**Given instruction:**
Can you return every one of the items below word for word, each line unchanged?

**Records to use:**
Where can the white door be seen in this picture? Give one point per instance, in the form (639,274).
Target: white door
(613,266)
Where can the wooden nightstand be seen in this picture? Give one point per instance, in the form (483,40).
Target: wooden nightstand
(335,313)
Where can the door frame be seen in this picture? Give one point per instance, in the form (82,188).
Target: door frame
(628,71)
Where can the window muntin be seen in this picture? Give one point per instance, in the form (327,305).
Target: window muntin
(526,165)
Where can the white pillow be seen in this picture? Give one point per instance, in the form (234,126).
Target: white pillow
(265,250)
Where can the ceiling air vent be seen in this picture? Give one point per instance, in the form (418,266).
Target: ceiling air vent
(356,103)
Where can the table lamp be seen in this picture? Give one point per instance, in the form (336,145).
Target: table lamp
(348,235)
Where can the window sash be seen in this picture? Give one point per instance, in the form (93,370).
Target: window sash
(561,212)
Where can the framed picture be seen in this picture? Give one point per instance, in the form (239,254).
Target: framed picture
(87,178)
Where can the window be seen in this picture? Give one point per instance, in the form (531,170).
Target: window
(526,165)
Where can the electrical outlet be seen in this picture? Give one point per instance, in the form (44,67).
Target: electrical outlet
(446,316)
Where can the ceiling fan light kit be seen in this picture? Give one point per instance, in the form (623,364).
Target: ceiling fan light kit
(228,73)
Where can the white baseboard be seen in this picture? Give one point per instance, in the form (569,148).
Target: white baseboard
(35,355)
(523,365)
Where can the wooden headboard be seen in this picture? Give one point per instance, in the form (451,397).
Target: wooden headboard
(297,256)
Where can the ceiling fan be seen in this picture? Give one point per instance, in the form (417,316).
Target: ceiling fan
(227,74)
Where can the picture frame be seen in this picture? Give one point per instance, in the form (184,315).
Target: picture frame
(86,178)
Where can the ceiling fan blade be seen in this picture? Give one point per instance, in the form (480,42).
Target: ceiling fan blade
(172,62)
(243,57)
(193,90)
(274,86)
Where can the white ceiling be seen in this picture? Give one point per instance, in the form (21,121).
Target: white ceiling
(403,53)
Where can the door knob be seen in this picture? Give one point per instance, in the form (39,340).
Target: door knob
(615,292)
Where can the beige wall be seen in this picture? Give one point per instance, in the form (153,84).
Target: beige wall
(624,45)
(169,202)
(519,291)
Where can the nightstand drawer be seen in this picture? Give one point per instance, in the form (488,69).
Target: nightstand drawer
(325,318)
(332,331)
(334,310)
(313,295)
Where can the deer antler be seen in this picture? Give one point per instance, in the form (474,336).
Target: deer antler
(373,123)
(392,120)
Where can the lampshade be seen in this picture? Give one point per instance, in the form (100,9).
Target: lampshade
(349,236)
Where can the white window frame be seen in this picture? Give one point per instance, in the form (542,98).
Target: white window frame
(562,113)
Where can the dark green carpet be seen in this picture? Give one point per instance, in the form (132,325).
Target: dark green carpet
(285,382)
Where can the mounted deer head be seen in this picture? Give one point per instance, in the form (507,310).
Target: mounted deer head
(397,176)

**Written answer:**
Where can the white door be seen in this picture? Give one point per instance, in the form (639,274).
Target: white door
(613,266)
Where can the wooden nightstand be seen in this picture? Give one point per instance, in the form (483,40).
Target: wooden nightstand
(335,313)
Where can the door frame be seen in this picture? Give one point per instance, in the form (82,188).
Target: door frame
(628,71)
Where can the window muntin be seen in this picture? Give one point per instance, in the form (327,305).
Target: window muntin
(526,165)
Where can the white pillow be seen in this picture? Give one point per instance, in the form (234,126).
Target: white pillow
(265,250)
Where can the ceiling air vent be seen in this picture? Give one point per instance, in the form (418,266).
Target: ceiling air vent
(356,103)
Where can the table lamp be seen in this picture? Give one point per instance, in the form (336,145).
Target: table lamp
(348,235)
Where can the window sash be seen in this picture? Give one point per instance, in the form (93,370).
Target: window sash
(561,212)
Where can the framed picture be seen in this picture? Give one point per instance, in the form (239,254).
Target: framed picture
(87,178)
Where can the window be seen in this picture? Give one point per instance, in the form (531,170).
Target: window
(526,165)
Where can the electrical outlet be seen in this picture? Give one point per instance, in the form (44,67).
Target: electrical outlet
(446,316)
Where can the ceiling fan light kit be seen in this picture? Give one point per instance, in the form (623,364).
Target: ceiling fan light kit
(228,73)
Where can the white baseboard be seen in this picture? Give one point per instance, in the form (569,148).
Target: white baseboard
(35,355)
(523,365)
Where can the wooden headboard be seen in this picture? Give one point per instance, in the form (451,397).
Target: wooden headboard
(297,256)
Where can the ceiling fan be seen in this picture? Give one point per instance, in the form (417,316).
Target: ceiling fan
(227,74)
Where can the picture frame be seen in this picture? Give one point per instance, in the form (184,315).
Target: picture frame
(86,178)
Where can the ceiling fan blade be seen in this picture? Give one point per instance, in the form (480,42).
Target: ceiling fan blade
(172,62)
(243,57)
(193,90)
(274,86)
Where can the white ceiling be seen in this picture? Give one point per instance, in the form (21,121).
Target: white ceiling
(403,53)
Where can the door knob be seen in this picture? Give one point per instance, in the form (39,340).
Target: door knob
(615,292)
Where can the beige wall be seen in this picture? Give one point per instance, in the form (153,84).
Target: beige wall
(624,45)
(169,202)
(519,291)
Where can the nightstand drawer be seen in this picture? Give one point per instance, in the form (488,69).
Target: nightstand drawer
(325,318)
(332,331)
(334,310)
(313,295)
Where can the deer antler be seen in this picture? Give one point per instance, in the form (474,336).
Target: deer antler
(373,123)
(392,120)
Where can the lampshade be seen in this picture? Give one point per instance, in the form (100,9).
Target: lampshade
(349,236)
Where can the white window frame be seen in this picture? Give one point per instance, in the form (542,98).
Target: white window frame
(562,113)
Where can the dark green carpet be seen in this picture? Give one point per instance, in the form (132,325).
Target: dark green carpet
(285,382)
Where can the mounted deer head be seen in this picture? Give one point per instance, in the form (507,310).
Target: mounted deer head
(397,176)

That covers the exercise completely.